■ **OBJECTIVE**
Replace every occurrence of "marker" in the records with "pin", and leave all other text unchanged.

□ □ □ □ □

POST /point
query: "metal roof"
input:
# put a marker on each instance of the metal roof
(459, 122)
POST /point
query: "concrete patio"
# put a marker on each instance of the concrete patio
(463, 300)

□ □ □ □ □

■ **EXERCISE OUTPUT**
POST /point
query: "metal roof"
input:
# put a pin on each instance of the metal roof
(459, 122)
POST /point
query: "concrete patio"
# put a pin on each instance of the concrete patio
(463, 300)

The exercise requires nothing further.